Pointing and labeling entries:
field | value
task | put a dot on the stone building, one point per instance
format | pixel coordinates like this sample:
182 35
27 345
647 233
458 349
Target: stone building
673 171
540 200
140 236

● **Short exercise**
Edit the listing so that every "stone building" reads "stone structure", with everything else left unchanged.

● **The output**
field | value
task | put a dot on the stone structure, one point per instance
format | pixel coordinates like this sample:
182 35
27 345
647 233
458 349
Target: stone structure
673 171
540 200
140 236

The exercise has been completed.